▶ _ИСХОДНЫЙ ТЕКСТ_:
========================
Свидетельство о регистрации средства массовой информации Эл № ФС77-47356 выдано от 16 ноября 2011 г. Федеральной службой по надзору в сфере связи, информационных технологий и массовых коммуникаций (Роскомнадзор)

Читальный зал

национальный проект сбережения
русской литературы

Союз писателей XXI века
Издательство Евгения Степанова
«Вест-Консалтинг»

Екатерина Горбовская


Стихи

 

Поэт. Родилась в Москве.
Первая подборка стихов была напечатана в журнале
«Юность». С тех пор стала постоянным автором
журнала и до своего отъезда в Великобританию неоднократно
публиковалась в «Юности». Училась в Литературном
институте имени А. М. Горького. В последние годы
стихи публиковались в журналах «Дети Ра», «Новый
мир», «Знамя», «Сибирские огни», «Вестник Европы»,
«Иерусалимский журнал», «Зинзивер». Автор
нескольких поэтических сборников. Живет в Лондоне.

ОТ РЕДАКЦИИ


«Ведь как запомнишь, так оно и будет…»
========================
▶ _СОХРАНЁННЫЕ ЗАПИСИ_:
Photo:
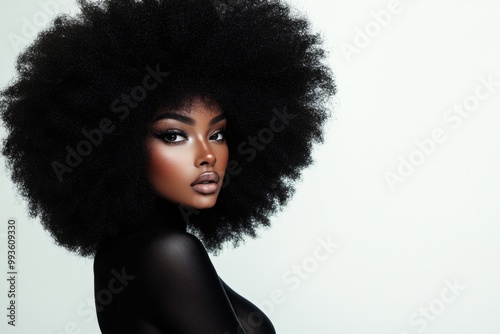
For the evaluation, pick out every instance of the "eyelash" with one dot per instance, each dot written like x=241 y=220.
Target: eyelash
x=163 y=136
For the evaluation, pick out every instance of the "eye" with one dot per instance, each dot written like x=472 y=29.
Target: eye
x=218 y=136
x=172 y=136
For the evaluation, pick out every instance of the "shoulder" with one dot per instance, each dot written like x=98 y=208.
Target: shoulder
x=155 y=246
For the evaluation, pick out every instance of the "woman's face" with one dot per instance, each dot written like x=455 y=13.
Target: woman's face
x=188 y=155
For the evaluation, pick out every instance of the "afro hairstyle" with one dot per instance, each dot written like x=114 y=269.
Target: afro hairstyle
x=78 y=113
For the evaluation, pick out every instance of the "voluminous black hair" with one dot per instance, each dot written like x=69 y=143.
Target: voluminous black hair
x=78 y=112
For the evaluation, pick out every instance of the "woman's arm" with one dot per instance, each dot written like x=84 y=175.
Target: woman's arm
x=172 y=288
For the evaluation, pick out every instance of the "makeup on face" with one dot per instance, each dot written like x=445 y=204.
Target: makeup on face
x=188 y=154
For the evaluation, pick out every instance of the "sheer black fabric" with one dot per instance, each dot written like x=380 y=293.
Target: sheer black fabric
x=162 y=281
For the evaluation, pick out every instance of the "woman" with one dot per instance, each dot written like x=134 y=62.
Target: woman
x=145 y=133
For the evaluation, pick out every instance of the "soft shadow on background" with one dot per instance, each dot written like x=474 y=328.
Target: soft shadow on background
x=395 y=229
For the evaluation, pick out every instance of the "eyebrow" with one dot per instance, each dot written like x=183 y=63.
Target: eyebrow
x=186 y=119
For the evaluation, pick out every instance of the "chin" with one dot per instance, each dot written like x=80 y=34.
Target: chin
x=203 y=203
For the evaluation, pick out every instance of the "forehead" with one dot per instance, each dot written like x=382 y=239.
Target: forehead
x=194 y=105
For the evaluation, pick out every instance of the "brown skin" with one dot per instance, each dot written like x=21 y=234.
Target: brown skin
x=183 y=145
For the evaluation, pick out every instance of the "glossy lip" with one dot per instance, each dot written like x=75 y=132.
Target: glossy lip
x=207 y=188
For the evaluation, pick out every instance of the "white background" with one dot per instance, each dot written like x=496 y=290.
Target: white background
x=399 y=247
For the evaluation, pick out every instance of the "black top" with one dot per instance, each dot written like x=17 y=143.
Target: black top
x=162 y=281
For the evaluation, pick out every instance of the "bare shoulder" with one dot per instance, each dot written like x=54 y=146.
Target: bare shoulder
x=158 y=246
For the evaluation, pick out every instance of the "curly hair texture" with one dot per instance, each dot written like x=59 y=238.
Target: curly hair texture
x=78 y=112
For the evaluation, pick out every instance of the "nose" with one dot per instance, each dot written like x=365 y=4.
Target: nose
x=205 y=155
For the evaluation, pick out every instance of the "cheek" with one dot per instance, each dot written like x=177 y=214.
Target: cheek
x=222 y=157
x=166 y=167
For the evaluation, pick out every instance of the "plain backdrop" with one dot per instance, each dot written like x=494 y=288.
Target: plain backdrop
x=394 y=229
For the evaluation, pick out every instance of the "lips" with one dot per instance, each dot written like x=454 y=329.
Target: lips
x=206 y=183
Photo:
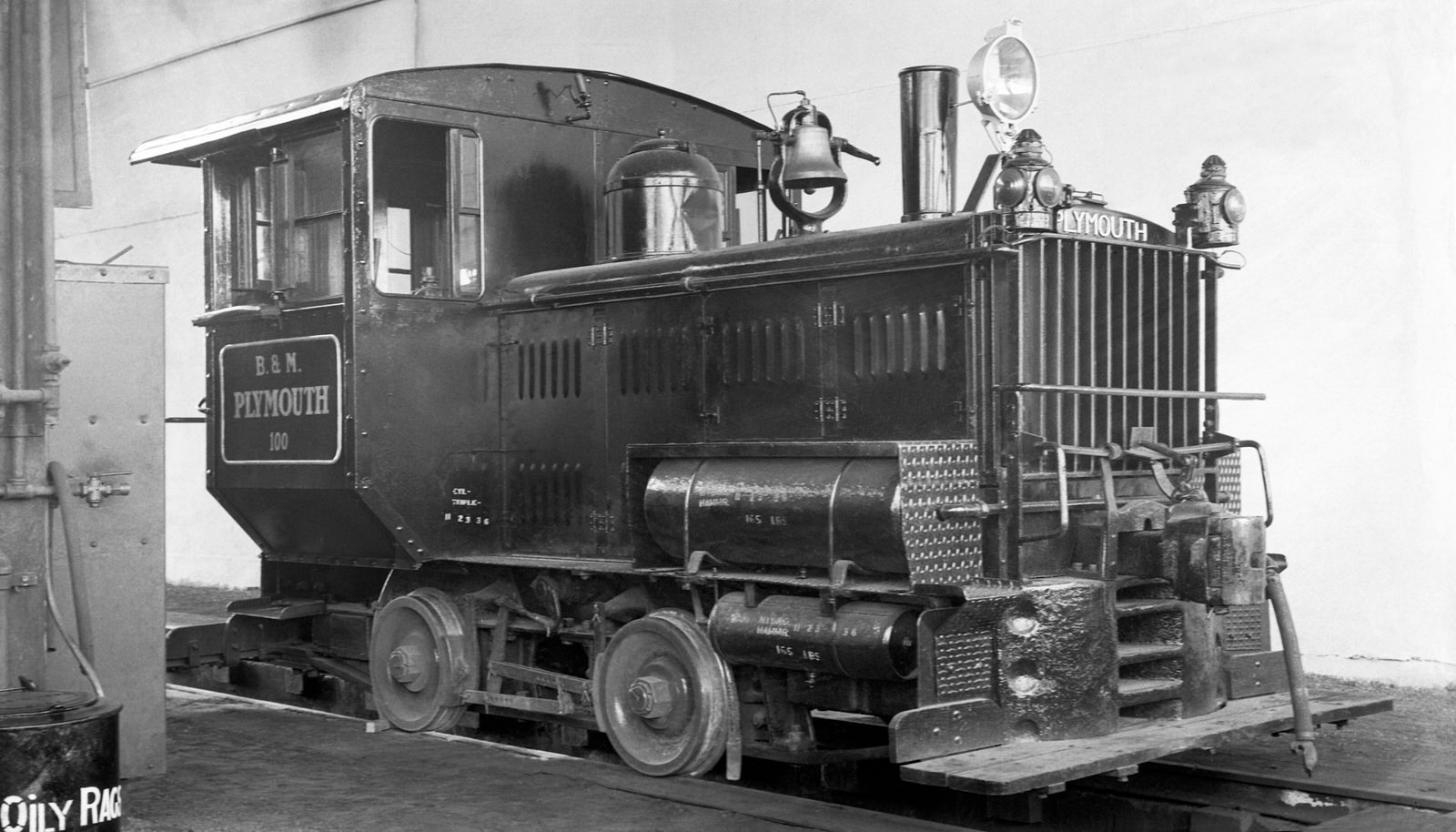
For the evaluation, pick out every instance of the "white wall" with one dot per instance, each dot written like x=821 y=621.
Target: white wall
========================
▶ _ЗАДАНИЕ 1_:
В каких журналах, согласно тексту о Екатерине Горбовской, публиковались её стихи в последние годы? Назовите все.
▶ _ЗАДАНИЕ 2_:
Продолжите текст о Екатерине Горбовской, начиная сразу после его последней строки.
Эти записи получены из другого источника.

▶ _ОТВЕТ 1_:
«Дети Ра», «Новый мир», «Знамя», «Сибирские огни», «Вестник Европы», «Иерусалимский журнал», «Зинзивер».

▶ _ОТВЕТ 2_:
Помню как сейчас. Самое начало 80-х. Редакция журнала «Юность»: актовый зал
переполнен участниками литературной студии «Зеленая лампа». И девочка, похожая од-
новременно на язвительного ангела и на немецкую резиновую куклу из еще не перестроенного «Детского мира», читает стихи, сразу же запоминающиеся навсегда:

 

Ты спал как сурок,
Ты спал как убитый,
Ты спал как убитый сурок.
А я допивала наш чай недопитый
И воспевала порок.

 

И еще:

 

Была луна, и месяц тоже,
И доносилось пенье флейт…
И я подумала: «О боже,
А что б сказал об этом Фрейд!»

 

А потом еще:

 

Тот, кто весел, — пусть смеется,
Тот, кто хочет, — пусть добьется,
А тебе еще придется
Провожать меня домой…

 

Стихи юной Кати Горбовской, блистательно остроумные, неожиданные, начисто лишенные пафоса или, наоборот, слащавости, и настолько же простые по форме, насколько философичные, — эти стихи знали и любили все: от школьниц и младших научных сотрудников до ревнивых собратьев по перу и патентованных литературных снобов.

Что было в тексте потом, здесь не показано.